(begin)

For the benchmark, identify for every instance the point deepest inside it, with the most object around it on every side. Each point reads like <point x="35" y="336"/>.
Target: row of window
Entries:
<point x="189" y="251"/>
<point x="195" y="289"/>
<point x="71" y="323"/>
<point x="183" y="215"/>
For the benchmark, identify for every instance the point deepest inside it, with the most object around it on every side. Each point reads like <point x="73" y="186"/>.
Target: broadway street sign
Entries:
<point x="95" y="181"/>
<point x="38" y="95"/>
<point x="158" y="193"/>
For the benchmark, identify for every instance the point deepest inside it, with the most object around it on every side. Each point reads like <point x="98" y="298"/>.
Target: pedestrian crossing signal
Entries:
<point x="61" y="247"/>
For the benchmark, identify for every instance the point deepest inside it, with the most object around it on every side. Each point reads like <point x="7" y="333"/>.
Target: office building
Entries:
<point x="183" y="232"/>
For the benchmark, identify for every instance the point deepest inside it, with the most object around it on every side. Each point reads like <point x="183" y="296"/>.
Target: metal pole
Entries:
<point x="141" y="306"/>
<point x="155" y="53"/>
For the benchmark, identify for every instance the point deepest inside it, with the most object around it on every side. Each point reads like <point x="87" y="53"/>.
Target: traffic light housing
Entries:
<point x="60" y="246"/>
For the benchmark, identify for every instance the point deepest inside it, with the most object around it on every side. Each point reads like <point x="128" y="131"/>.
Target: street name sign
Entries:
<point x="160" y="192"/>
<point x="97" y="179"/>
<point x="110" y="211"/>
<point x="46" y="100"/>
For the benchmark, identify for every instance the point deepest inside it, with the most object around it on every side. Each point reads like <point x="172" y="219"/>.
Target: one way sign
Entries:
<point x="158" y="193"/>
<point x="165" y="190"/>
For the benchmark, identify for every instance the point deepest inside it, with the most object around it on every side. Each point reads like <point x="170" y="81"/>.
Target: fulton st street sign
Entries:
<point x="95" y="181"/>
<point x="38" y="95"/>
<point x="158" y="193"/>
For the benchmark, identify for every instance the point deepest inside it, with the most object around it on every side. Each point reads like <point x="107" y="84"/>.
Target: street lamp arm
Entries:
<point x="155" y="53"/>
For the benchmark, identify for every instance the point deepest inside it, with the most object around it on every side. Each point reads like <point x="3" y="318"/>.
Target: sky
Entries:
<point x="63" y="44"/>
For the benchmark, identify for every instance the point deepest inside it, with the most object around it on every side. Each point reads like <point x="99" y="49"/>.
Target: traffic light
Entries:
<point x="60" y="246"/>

(end)

* **WORK INSTRUCTIONS**: Please pick out every line in the rows above that contains the word "Target", and copy each one in full.

* **RESPONSE TO THIS EXERCISE**:
Target: row of window
Target: broadway street sign
Target: pedestrian crossing signal
Target: office building
Target: metal pole
Target: traffic light housing
Target: street name sign
Target: one way sign
Target: fulton st street sign
Target: street lamp arm
Target: sky
Target: traffic light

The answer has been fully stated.